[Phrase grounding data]
____

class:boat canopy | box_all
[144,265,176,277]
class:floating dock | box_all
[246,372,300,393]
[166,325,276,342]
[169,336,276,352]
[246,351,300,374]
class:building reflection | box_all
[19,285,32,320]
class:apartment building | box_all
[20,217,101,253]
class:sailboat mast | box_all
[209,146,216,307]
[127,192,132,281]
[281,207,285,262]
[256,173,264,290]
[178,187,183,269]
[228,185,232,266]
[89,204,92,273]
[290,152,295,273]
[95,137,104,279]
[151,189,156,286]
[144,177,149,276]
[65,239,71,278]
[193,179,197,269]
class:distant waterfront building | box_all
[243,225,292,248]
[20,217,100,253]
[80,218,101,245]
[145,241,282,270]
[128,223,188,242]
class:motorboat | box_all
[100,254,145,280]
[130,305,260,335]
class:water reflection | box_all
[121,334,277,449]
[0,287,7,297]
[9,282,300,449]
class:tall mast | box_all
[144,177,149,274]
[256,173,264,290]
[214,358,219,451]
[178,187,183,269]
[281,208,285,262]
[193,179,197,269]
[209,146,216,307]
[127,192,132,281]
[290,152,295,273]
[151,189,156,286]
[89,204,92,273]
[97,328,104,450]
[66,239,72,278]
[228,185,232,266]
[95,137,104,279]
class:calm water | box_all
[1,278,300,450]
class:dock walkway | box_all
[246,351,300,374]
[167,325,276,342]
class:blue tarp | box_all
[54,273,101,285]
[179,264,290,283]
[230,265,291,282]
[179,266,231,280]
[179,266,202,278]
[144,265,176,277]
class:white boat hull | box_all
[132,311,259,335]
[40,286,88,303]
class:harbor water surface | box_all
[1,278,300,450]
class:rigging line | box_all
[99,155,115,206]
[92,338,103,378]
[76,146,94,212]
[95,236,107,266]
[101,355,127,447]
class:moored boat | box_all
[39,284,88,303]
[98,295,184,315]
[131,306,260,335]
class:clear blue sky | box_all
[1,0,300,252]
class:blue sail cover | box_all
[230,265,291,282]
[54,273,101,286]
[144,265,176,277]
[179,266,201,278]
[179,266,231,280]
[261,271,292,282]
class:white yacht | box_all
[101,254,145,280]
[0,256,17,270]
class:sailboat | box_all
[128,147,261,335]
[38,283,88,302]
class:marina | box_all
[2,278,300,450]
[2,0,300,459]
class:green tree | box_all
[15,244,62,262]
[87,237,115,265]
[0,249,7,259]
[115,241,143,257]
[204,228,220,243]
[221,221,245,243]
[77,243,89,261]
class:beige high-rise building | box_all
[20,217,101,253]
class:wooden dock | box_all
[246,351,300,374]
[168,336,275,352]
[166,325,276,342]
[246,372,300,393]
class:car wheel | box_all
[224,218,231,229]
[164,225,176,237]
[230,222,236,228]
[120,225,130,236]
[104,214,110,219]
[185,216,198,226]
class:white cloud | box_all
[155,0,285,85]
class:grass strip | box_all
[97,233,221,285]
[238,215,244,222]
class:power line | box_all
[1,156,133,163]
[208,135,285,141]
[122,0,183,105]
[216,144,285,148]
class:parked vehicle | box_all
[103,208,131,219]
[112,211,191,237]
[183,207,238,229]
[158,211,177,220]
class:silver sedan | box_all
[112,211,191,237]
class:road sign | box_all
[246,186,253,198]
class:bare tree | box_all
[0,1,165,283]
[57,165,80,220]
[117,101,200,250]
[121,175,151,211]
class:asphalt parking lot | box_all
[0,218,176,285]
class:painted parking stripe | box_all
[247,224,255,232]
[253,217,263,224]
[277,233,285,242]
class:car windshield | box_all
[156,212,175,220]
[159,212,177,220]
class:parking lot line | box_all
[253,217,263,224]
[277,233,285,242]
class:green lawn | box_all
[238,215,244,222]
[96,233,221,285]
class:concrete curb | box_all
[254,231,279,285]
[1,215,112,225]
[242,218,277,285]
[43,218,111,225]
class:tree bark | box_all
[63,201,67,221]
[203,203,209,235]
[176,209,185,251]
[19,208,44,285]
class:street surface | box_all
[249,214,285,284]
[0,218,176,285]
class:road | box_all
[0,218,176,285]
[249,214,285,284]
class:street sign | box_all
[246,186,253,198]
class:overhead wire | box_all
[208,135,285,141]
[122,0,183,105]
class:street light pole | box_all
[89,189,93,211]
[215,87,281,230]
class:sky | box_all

____

What is expected =
Output the records exactly, including every line.

Written response =
class:boat canopy | box_all
[144,265,176,277]
class:floating dock | box_all
[246,372,300,393]
[166,325,276,342]
[169,336,276,352]
[246,351,300,374]
class:building reflection | box_all
[19,285,32,320]
class:apartment building | box_all
[20,217,101,253]
class:sailboat mast | box_all
[209,146,216,307]
[127,192,132,281]
[281,207,285,262]
[256,173,264,290]
[178,187,183,269]
[228,185,232,266]
[89,204,92,273]
[290,152,295,273]
[95,137,104,279]
[151,189,156,286]
[144,177,149,276]
[65,239,71,278]
[193,179,197,269]
class:distant waterfront building | box_all
[243,225,292,248]
[20,217,100,253]
[80,218,101,245]
[145,241,282,270]
[128,223,188,242]
class:motorboat | box_all
[100,254,145,280]
[130,305,260,335]
class:water reflection | box_all
[121,334,277,449]
[0,287,7,297]
[9,282,300,449]
class:tall mast | box_all
[144,177,149,274]
[256,173,264,290]
[214,358,219,451]
[178,187,183,269]
[281,208,285,262]
[193,179,197,269]
[209,146,216,307]
[127,192,132,281]
[290,152,295,273]
[151,189,156,286]
[89,204,92,273]
[97,328,104,450]
[66,239,72,278]
[228,185,232,266]
[95,137,104,279]
class:calm water | box_all
[1,278,300,450]
class:dock walkway | box_all
[246,351,300,374]
[167,325,276,342]
class:blue tarp | box_all
[54,273,101,285]
[179,264,290,283]
[230,265,291,282]
[179,266,231,280]
[179,266,202,278]
[144,265,176,277]
class:white boat hull | box_all
[132,311,259,335]
[40,286,88,303]
class:harbor water surface | box_all
[1,278,300,450]
class:rigging line | box_all
[99,155,115,206]
[92,338,103,378]
[76,146,94,212]
[95,236,107,266]
[101,355,127,447]
class:moored boat | box_all
[39,284,88,303]
[98,295,184,315]
[131,306,260,335]
class:clear blue sky | box_all
[1,0,300,252]
class:blue sail cover | box_all
[230,265,291,282]
[54,273,101,286]
[144,265,176,277]
[179,266,201,278]
[179,266,231,280]
[261,271,292,282]
class:white yacht | box_all
[101,254,145,280]
[0,256,17,270]
class:sailboat | box_all
[128,147,261,335]
[38,283,88,302]
class:marina | box_all
[2,278,300,450]
[2,0,300,459]
class:green tree | box_all
[15,244,62,262]
[87,237,115,265]
[0,249,7,259]
[115,241,143,257]
[204,228,220,243]
[221,221,245,243]
[77,243,89,261]
class:beige high-rise building | box_all
[20,217,101,253]
class:wooden dock | box_all
[246,351,300,374]
[168,336,275,352]
[166,325,276,342]
[246,372,300,393]
class:car wheel | box_all
[224,218,231,229]
[164,225,176,237]
[230,222,236,228]
[120,225,130,236]
[104,214,110,219]
[185,216,198,226]
class:white cloud | box_all
[155,0,285,85]
class:grass strip | box_all
[97,233,221,285]
[238,215,244,222]
class:power line | box_all
[1,156,133,163]
[208,135,285,141]
[122,0,183,105]
[216,144,285,148]
class:parked vehicle | box_all
[103,208,131,219]
[112,211,191,237]
[183,207,238,229]
[158,211,177,220]
class:silver sedan | box_all
[112,211,191,237]
class:road sign | box_all
[246,186,253,198]
class:bare tree | box_all
[0,1,165,283]
[57,165,80,220]
[117,101,200,250]
[121,175,151,211]
class:asphalt parking lot | box_all
[0,218,176,285]
class:painted parking stripe | box_all
[247,224,255,232]
[253,217,263,224]
[277,233,285,242]
class:car windshield | box_all
[156,212,175,220]
[159,212,177,220]
class:parking lot line | box_all
[253,217,263,224]
[277,233,285,242]
class:green lawn | box_all
[238,215,244,222]
[96,233,221,285]
class:concrete curb | box_all
[254,231,279,285]
[1,215,112,225]
[242,218,277,285]
[43,218,111,225]
class:tree bark | box_all
[63,201,67,221]
[203,203,209,235]
[176,209,185,251]
[19,208,44,285]
class:street surface | box_all
[249,214,285,284]
[0,218,176,285]
class:road | box_all
[0,218,176,285]
[249,214,285,284]
class:street sign | box_all
[246,186,253,198]
class:overhead wire | box_all
[208,135,285,141]
[122,0,183,105]
class:street light pole | box_all
[89,189,93,211]
[215,87,281,230]
class:sky | box_all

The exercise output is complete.